__SOURCE DOCUMENT__:
KETCHIKAN - Homely as they may seem, geoduck clams are fetching a pretty penny for commercial harvest divers in Southeast Alaska this season.
Geoduck prices boost divers' bottom lines 123009 BUSINESS 2 Ketchikan Daily News KETCHIKAN - Homely as they may seem, geoduck clams are fetching a pretty penny for commercial harvest divers in Southeast Alaska this season.
Wednesday, December 30, 2009

Story last updated at 12/30/2009 - 12:13 pm

Geoduck prices boost divers' bottom lines

KETCHIKAN - Homely as they may seem, geoduck clams are fetching a pretty penny for commercial harvest divers in Southeast Alaska this season.

"Prices have been at the highest level I think our geoduck divers have ever gotten for their product," said Phil Doherty, executive director of the Southeast Alaska Regional Dive Fisheries Association that represents the dive harvest fleet.

__GIVEN INFORMATION__:

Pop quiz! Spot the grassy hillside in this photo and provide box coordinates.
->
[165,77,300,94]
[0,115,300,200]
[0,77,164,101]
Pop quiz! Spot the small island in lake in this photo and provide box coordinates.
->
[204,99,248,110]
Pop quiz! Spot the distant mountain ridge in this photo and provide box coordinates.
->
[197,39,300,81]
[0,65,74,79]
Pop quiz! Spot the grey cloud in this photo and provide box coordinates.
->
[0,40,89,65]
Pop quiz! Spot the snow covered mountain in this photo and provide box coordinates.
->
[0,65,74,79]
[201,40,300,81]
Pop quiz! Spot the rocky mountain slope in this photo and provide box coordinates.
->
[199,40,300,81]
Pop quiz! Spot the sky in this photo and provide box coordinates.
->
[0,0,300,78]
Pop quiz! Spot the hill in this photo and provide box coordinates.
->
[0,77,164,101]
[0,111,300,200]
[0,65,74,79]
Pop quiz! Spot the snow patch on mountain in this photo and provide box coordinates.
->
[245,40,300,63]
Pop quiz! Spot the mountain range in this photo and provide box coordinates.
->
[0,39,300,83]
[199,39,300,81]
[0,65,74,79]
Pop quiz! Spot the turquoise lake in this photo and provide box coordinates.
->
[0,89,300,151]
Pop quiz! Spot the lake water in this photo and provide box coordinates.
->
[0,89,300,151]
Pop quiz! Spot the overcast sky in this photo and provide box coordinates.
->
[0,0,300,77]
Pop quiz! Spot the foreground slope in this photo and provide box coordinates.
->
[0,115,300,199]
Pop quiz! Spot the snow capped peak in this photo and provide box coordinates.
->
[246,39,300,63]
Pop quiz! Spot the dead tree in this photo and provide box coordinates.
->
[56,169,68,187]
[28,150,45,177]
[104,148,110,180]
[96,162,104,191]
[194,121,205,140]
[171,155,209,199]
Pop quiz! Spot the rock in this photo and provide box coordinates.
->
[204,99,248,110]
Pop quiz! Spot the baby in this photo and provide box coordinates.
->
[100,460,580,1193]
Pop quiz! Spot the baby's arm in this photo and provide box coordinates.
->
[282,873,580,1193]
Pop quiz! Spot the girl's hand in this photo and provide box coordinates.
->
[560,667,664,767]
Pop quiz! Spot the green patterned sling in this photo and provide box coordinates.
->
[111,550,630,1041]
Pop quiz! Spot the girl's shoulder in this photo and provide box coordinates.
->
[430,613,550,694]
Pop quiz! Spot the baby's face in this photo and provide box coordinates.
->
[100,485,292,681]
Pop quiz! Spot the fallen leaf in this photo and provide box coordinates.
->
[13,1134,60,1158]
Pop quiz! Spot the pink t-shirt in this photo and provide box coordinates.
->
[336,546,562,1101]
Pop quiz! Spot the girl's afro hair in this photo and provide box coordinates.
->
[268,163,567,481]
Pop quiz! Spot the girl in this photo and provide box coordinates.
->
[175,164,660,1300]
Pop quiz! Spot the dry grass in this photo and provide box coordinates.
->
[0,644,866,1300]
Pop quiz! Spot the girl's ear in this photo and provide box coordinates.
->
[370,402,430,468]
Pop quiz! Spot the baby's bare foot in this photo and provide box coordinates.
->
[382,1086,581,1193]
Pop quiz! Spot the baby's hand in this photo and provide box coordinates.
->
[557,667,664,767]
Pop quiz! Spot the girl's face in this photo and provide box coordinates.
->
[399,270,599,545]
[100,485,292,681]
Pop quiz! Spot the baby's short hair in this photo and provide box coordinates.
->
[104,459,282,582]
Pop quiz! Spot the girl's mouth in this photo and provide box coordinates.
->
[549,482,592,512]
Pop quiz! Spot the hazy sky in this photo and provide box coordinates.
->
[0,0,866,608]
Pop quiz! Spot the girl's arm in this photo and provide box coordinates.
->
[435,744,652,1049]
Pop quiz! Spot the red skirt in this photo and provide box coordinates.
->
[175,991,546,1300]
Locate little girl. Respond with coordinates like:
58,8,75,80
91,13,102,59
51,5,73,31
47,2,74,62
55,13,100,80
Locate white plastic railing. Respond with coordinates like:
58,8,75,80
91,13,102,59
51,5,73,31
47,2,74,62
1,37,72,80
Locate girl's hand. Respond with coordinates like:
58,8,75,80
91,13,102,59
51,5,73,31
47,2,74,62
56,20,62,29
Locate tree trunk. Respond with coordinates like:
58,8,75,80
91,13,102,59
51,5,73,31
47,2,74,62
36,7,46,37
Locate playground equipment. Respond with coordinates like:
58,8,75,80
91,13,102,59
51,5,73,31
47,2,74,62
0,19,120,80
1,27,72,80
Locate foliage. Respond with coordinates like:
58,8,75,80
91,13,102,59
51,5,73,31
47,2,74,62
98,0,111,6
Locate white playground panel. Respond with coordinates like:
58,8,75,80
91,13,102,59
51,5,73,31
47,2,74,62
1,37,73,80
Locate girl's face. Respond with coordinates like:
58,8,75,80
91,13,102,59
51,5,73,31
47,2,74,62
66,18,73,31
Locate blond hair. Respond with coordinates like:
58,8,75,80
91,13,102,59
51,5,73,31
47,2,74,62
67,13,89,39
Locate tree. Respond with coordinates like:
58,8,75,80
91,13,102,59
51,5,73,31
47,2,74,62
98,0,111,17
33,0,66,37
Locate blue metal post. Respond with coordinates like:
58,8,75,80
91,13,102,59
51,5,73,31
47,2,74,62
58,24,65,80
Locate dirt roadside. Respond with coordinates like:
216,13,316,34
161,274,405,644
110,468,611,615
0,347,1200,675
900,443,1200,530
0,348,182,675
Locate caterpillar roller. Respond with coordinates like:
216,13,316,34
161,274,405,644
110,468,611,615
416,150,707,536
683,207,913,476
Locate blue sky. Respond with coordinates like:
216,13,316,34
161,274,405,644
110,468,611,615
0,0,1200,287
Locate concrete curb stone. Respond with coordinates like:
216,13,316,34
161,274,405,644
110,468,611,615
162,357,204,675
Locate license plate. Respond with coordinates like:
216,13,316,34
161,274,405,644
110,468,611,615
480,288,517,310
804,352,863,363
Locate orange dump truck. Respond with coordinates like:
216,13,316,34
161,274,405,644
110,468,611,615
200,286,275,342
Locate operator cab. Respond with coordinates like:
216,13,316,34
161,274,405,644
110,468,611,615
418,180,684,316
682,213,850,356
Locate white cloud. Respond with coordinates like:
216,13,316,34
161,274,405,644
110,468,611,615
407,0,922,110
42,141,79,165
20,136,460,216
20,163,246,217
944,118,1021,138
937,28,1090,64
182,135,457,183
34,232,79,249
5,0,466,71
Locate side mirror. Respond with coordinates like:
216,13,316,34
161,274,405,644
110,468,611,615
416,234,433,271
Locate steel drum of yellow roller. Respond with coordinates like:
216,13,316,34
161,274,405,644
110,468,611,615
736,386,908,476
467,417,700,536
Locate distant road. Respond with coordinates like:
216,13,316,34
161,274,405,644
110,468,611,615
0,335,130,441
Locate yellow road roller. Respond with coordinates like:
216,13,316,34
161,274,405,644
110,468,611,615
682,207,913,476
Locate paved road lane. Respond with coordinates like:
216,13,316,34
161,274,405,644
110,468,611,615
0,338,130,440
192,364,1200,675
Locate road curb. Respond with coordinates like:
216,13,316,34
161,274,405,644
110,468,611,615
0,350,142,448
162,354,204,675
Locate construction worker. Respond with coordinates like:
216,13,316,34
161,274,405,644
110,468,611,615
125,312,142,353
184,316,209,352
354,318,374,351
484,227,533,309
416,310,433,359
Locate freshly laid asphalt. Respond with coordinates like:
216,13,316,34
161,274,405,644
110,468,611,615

__REQUIRED ACTIONS__:
A) Update the part of the geoduck article that opens with the words containing "Geoduck prices boost divers' bottom lines 123009" and closes with "dive harvest fleet.", putting "tidy sum" in place of "pretty penny".
B) According to the geoduck article, who is the executive director of the Southeast Alaska Regional Dive Fisheries Association?
C) Carry on writing the geoduck article from the point where it ends.
You can set the rows aside; none of this work depends on them.

__OUTPUTS FOR THE TASKS__:
A)
Geoduck prices boost divers' bottom lines 123009 BUSINESS 2 Ketchikan Daily News KETCHIKAN - Homely as they may seem, geoduck clams are fetching a tidy sum for commercial harvest divers in Southeast Alaska this season.
Wednesday, December 30, 2009

Story last updated at 12/30/2009 - 12:13 pm

Geoduck prices boost divers' bottom lines

KETCHIKAN - Homely as they may seem, geoduck clams are fetching a tidy sum for commercial harvest divers in Southeast Alaska this season.

"Prices have been at the highest level I think our geoduck divers have ever gotten for their product," said Phil Doherty, executive director of the Southeast Alaska Regional Dive Fisheries Association that represents the dive harvest fleet.

B) Phil Doherty

C)
Thus far, about 60 dive fishermen have harvested about 448,000 pounds of the large clams from harvest areas during the one-day-per-week openings that began Oct. 1 in Southeast Alaska.

"They started off around $5 a pound, and in recent weeks it's been over $8 a pound," Doherty said, attributing the prices to strong market conditions in China.

"Almost all of the product goes into the Hong Kong market, and it's been a very favorable market," he said.

The geoduck fishery in Southeast is on hiatus during the holidays, and will resume in January with about 170,000 pounds remaining on the combined guideline harvest levels for the region.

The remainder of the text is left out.